_Requirement_
Extract the records in full, leaving every picture out.

[Start Given entries]

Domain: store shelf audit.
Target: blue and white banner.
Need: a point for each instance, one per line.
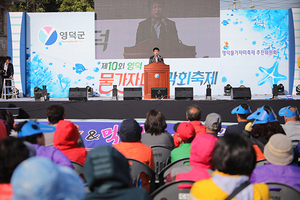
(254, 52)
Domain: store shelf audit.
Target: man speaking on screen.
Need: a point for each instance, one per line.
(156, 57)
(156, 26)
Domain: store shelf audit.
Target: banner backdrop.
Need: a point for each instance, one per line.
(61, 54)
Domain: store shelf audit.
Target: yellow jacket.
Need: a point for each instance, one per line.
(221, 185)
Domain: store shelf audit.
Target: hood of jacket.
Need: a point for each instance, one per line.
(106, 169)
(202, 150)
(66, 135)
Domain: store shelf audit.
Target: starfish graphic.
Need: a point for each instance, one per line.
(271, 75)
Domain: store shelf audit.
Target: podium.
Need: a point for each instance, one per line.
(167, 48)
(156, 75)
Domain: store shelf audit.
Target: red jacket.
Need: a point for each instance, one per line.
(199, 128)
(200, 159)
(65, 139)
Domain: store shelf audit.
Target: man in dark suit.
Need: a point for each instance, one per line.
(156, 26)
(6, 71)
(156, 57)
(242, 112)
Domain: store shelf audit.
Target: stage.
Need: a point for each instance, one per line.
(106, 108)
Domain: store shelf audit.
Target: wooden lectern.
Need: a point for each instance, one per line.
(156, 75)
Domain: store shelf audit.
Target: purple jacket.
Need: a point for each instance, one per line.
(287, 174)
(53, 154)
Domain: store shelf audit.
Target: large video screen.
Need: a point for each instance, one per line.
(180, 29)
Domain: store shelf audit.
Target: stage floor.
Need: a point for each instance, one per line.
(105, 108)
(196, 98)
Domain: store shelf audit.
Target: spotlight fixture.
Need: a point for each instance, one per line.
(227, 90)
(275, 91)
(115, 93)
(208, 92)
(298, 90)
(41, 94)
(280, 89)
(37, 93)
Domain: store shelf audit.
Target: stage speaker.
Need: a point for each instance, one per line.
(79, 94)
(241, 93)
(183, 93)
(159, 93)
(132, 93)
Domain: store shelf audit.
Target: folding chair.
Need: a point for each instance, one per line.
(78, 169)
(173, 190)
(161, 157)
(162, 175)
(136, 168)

[End Given entries]

_Solution for this exercise_
Domain: store shelf audit.
Target: blue and white banner.
Need: a point for each instance, one per line.
(254, 52)
Domain: store shelf audit.
Target: man speaking on screen.
Need: a point for each instance, one per line.
(156, 57)
(156, 26)
Domain: store shelf audit.
Target: banner backdrop.
Need: a point for each instance, one per line.
(61, 54)
Domain: store shelf audit.
Target: yellow jacket.
Need: a point for each instance, one per line.
(221, 185)
Domain: store shelf audit.
Target: hood of jacket.
Need: a point for each instance, one per line.
(106, 169)
(202, 150)
(66, 135)
Domain: store shelf audit.
Target: starfish graphic.
Need: a point for each instance, one per line.
(271, 75)
Domain: store shelf audit.
Target: podium.
Need: a point for each instance, one per line.
(167, 48)
(156, 75)
Domain: store shelf audit.
Target: red jacket.
Need: a point for each instance, one per line.
(199, 128)
(200, 159)
(65, 139)
Domain: store shelf audit.
Target: man in dark suit.
Need: a point for each instance, one per line.
(156, 26)
(6, 71)
(156, 57)
(242, 112)
Domain: store shelf audit.
Target: stage.
Need: a point for each instance, one per line.
(106, 108)
Domain: store shelf audit.
Target: wooden lectern.
Need: a point for each instance, one per line.
(156, 75)
Domain: store shelf audit.
Target: purple jacket.
Need: a point for each instance, one per line.
(287, 174)
(53, 154)
Domain: store shelf audit.
Target: large video screen.
Need: a point for each instance, one per line.
(180, 29)
Domain: store shelf audit.
Target: stage floor.
Need: a point for each instance, one per line.
(105, 108)
(196, 98)
Domain: store shelf audit.
Target: spotlight fixture.
Need: a point for each instance, one per line.
(227, 90)
(275, 91)
(115, 93)
(208, 92)
(298, 90)
(41, 94)
(280, 89)
(37, 93)
Domain: store shelf audit.
Target: stage speaker.
Need: a point for each instance, one per line.
(79, 94)
(241, 93)
(183, 93)
(159, 93)
(132, 93)
Domain: store shelf audit.
Target: folding chair.
Need: a point for each instance, one per line.
(78, 169)
(173, 190)
(161, 157)
(162, 175)
(136, 168)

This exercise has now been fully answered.